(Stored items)
-*-
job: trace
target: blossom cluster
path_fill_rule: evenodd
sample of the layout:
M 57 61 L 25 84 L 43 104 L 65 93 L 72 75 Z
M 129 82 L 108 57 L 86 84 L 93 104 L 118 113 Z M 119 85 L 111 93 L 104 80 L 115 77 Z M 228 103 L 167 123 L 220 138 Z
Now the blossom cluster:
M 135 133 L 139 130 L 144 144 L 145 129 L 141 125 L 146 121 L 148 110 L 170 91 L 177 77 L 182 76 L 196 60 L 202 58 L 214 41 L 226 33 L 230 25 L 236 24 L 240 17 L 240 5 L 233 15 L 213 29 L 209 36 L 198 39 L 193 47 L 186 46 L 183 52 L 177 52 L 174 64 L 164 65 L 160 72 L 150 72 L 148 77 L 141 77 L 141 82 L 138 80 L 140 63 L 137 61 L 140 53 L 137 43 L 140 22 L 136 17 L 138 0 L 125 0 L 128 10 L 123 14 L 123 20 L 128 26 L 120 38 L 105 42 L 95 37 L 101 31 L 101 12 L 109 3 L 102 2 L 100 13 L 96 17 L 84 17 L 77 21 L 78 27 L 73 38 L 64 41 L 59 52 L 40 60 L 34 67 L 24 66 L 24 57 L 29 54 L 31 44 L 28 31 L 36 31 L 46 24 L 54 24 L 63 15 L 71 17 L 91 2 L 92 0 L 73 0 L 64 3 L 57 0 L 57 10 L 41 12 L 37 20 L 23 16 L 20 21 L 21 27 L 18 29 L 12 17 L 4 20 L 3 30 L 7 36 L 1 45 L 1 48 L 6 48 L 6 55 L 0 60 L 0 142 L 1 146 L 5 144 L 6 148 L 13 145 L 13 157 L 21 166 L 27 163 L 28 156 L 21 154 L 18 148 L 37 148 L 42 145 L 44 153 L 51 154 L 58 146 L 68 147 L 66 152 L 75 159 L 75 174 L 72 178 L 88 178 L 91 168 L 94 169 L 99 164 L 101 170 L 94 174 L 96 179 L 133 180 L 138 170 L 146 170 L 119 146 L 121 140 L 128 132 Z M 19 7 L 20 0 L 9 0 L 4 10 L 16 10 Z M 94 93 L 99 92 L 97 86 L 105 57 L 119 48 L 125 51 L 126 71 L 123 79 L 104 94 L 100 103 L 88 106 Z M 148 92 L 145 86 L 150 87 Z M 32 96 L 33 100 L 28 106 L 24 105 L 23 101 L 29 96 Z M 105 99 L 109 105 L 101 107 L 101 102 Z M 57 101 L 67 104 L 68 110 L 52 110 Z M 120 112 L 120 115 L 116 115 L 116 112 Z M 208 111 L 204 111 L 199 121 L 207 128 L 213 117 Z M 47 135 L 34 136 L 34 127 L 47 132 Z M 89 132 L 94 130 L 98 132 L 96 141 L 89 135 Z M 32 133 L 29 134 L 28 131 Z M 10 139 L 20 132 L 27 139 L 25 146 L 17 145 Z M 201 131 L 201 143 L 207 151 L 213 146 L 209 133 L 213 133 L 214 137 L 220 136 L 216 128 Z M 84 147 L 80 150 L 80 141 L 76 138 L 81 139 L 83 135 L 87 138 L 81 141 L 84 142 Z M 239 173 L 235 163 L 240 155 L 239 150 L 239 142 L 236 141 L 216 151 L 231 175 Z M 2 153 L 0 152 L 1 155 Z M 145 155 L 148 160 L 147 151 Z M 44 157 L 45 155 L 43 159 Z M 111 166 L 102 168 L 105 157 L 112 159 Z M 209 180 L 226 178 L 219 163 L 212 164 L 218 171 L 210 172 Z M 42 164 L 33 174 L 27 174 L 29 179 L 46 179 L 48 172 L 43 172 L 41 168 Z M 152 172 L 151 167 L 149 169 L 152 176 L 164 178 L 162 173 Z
-*-
[Written exercise] Edit the stored items above by replacing every "blossom cluster" with "flower cluster", and leave everything else the same.

[Final result]
job: trace
target: flower cluster
path_fill_rule: evenodd
sample of the layout:
M 57 61 L 25 84 L 43 104 L 65 93 L 72 75 Z
M 129 82 L 108 57 L 86 84 L 93 104 L 118 113 Z M 119 85 L 111 93 L 104 80 L 115 77 Z M 228 103 L 167 123 L 220 138 Z
Now the flower cluster:
M 135 133 L 139 130 L 144 144 L 145 129 L 141 125 L 146 121 L 148 110 L 170 91 L 177 77 L 182 76 L 196 60 L 202 58 L 214 41 L 226 33 L 230 25 L 236 24 L 240 17 L 240 5 L 233 15 L 213 29 L 209 36 L 198 39 L 193 47 L 186 46 L 183 52 L 177 52 L 174 64 L 164 65 L 160 72 L 150 72 L 148 77 L 141 77 L 141 82 L 138 80 L 140 63 L 137 61 L 140 53 L 137 43 L 140 22 L 136 17 L 138 0 L 125 0 L 128 10 L 123 14 L 123 20 L 128 26 L 120 38 L 105 42 L 95 37 L 101 31 L 101 12 L 109 3 L 102 2 L 100 13 L 96 17 L 84 17 L 77 21 L 78 27 L 73 38 L 64 41 L 59 52 L 40 60 L 34 67 L 24 66 L 24 57 L 29 54 L 31 44 L 28 31 L 36 31 L 46 24 L 54 24 L 63 15 L 71 17 L 91 2 L 92 0 L 73 0 L 64 3 L 57 0 L 57 10 L 41 12 L 37 20 L 23 16 L 20 21 L 21 27 L 18 29 L 12 17 L 4 20 L 3 30 L 7 36 L 1 45 L 1 48 L 6 48 L 6 55 L 0 60 L 0 142 L 1 146 L 5 144 L 6 148 L 13 145 L 13 157 L 21 166 L 27 163 L 28 156 L 21 154 L 18 148 L 37 148 L 42 145 L 44 153 L 51 154 L 58 146 L 68 147 L 66 152 L 75 159 L 75 174 L 72 178 L 88 178 L 91 168 L 94 169 L 99 164 L 101 170 L 94 174 L 96 179 L 133 180 L 138 170 L 146 170 L 119 146 L 121 140 L 128 132 Z M 19 7 L 20 0 L 9 0 L 4 10 L 16 10 Z M 94 93 L 99 92 L 97 86 L 105 57 L 119 48 L 125 51 L 126 71 L 123 79 L 104 94 L 100 103 L 88 106 Z M 148 92 L 145 86 L 150 87 Z M 32 96 L 33 100 L 28 106 L 24 105 L 23 101 L 29 96 Z M 105 99 L 109 105 L 101 107 L 101 102 Z M 57 101 L 67 104 L 68 110 L 52 110 Z M 120 112 L 120 115 L 116 115 L 116 112 Z M 208 111 L 204 111 L 199 121 L 207 128 L 213 117 Z M 47 135 L 34 136 L 34 127 L 47 132 Z M 89 132 L 94 130 L 98 132 L 96 141 L 89 135 Z M 32 133 L 29 134 L 28 131 Z M 10 139 L 20 132 L 27 139 L 25 146 L 17 145 Z M 201 131 L 201 143 L 207 151 L 213 146 L 209 133 L 213 133 L 214 137 L 220 136 L 216 128 Z M 84 147 L 80 150 L 80 141 L 76 138 L 81 139 L 83 135 L 87 138 L 81 141 L 84 142 Z M 239 173 L 235 163 L 240 155 L 239 150 L 239 142 L 236 141 L 216 151 L 231 175 Z M 2 153 L 0 152 L 1 155 Z M 145 155 L 148 160 L 147 151 Z M 44 157 L 45 155 L 43 159 Z M 111 166 L 102 168 L 105 157 L 112 159 Z M 209 180 L 226 178 L 219 163 L 212 164 L 218 171 L 210 172 Z M 42 164 L 33 174 L 27 174 L 29 179 L 46 179 L 48 172 L 43 172 L 41 168 Z M 152 172 L 151 167 L 149 169 L 152 176 L 164 178 L 162 173 Z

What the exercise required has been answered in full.